What you are asked to do: According to the Spark overview, where did Spark begin as a project in 2009?

[Document passage start]

Spark 101: What Is It, What It Does, and Why It Matters

Jim ScottSeptember 25th, 2015Last Updated: September 23rd, 2015

0 267 6 minutes read

Recently, a new name has entered many of the conversations about big data. Some people see the popular newcomer Apache Spark™ as a more accessible and more powerful replacement for Hadoop, the original technology of choice for big data. Others recognize Spark as a powerful complement to Hadoop and other technologies, with its own set of strengths, quirks and limitations.

Spark, like other big data tools, is powerful, capable, and well-equipped for tackling a range of data challenges. It is also not necessarily the best choice for every data processing task. You can learn more about Spark in the ebook Getting Started with Spark: From Inception to Production. In this blog post, I’ll go into more detail about what Spark is, who uses Spark, and how it’s different from other data processing engines.

What Is Spark?

Spark is a general-purpose data processing engine that is suitable for use in a wide range of circumstances. Application developers and data scientists incorporate Spark into their applications to rapidly query, analyze, and transform data at scale. Tasks most frequently associated with Spark include interactive queries across large data sets, processing of streaming data from sensors or financial systems, and machine learning tasks.

Spark began life in 2009 as a project within the AMPLab at the University of California, Berkeley. More specifically, it was born out of the necessity to prove out the concept of Mesos, which was also created in the AMPLab. Spark was first discussed in the Mesos white paper Mesos: A Platform for Fine-Grained Resource Sharing in the Data Center, written most notably by Benjamin Hindman and Matei Zaharia.

[Document passage end]
[Data supplied start]

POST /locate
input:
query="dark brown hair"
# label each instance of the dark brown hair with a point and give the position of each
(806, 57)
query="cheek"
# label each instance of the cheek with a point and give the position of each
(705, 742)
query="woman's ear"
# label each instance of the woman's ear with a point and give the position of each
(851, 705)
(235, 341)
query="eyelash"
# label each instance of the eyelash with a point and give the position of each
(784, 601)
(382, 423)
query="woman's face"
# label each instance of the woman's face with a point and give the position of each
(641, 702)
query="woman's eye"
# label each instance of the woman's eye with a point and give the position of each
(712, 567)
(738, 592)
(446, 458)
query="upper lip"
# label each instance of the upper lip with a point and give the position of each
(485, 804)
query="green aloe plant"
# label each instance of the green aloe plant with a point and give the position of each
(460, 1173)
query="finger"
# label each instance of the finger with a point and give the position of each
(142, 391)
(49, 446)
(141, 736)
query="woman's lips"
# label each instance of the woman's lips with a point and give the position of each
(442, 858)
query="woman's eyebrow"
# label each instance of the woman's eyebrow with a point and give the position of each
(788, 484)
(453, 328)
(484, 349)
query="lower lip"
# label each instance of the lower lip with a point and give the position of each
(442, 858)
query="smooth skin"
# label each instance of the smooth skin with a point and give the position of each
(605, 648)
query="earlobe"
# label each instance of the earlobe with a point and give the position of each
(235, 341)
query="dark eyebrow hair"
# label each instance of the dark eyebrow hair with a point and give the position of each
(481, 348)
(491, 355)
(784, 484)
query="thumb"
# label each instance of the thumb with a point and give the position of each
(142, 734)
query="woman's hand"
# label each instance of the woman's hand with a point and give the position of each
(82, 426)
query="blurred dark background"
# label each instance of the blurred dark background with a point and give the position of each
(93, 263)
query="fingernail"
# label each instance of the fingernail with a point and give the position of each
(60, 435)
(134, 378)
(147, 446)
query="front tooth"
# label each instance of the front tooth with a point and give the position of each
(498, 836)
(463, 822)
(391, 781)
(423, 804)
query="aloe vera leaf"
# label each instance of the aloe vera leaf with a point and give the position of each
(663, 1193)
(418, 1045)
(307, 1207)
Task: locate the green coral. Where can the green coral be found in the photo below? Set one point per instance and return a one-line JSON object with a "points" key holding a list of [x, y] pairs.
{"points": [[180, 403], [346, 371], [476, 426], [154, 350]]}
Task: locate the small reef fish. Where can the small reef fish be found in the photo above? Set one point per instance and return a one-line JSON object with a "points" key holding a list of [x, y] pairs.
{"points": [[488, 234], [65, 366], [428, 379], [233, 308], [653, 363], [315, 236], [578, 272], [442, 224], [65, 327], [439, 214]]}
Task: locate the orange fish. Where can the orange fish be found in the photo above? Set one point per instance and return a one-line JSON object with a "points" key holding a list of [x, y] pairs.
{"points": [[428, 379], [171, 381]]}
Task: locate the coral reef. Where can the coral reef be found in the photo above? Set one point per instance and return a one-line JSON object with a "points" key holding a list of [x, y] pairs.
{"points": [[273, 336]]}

[Data supplied end]

Response for this exercise: Within the AMPLab at the University of California, Berkeley.